→ PROBLEMS AND TASKS:
1. Decide whether each statement below agrees with the Zend service locator thread: (a) the suggested trait sits in \Zend\ServiceManager\ServiceLocatorAwareTrait; (b) the trait works under PHP 5.3; (c) getServiceLocator returns the service manager in the abstract class. Answer yes or no for each, quoting the words of the thread that settle it.
2. Summarize the Zend service locator thread in two sentences.

→ SELECTED EXCERPT:
────────────────

Seem that the service manager is not being injected to my abstract class, and the return of getServiceLocator is NULL.
Any thing I missed to make it right?
Have you tried to use the service locator trait?
It can be found in \Zend\ServiceManager\ServiceLocatorAwareTrait
However this requires PHP 5.4 to work...
To use a trait do the following
class Class1
{
use Zend\ServiceManager\ServiceLocatorAwareTrait;
}
You can access the service locator then, or at least that is how i had to do it when i needed to load the service locator.

────────────────

→ DATASET:
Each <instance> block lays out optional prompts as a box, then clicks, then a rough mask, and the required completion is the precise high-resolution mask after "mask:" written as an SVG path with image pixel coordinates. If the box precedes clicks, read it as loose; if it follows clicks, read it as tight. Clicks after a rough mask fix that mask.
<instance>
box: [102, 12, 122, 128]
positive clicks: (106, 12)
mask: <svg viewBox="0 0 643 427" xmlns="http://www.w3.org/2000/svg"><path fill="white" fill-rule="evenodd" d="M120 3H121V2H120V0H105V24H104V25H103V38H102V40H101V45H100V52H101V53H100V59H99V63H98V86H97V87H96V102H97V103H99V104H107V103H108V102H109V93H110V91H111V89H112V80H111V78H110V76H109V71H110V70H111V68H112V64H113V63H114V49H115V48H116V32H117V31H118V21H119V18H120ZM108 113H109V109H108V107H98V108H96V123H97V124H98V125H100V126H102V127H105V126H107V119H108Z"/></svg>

────────────────

→ YOUR RESPONSES:
1.
(a) Yes: "It can be found in \Zend\ServiceManager\ServiceLocatorAwareTrait"
(b) No: "However this requires PHP 5.4 to work..."
(c) No: "the return of getServiceLocator is NULL"

2. A poster reports that the service manager is not being injected into their abstract class, so getServiceLocator returns NULL. A reply suggests adding a use statement for \Zend\ServiceManager\ServiceLocatorAwareTrait inside the class to gain access to the service locator, noting that the trait requires PHP 5.4.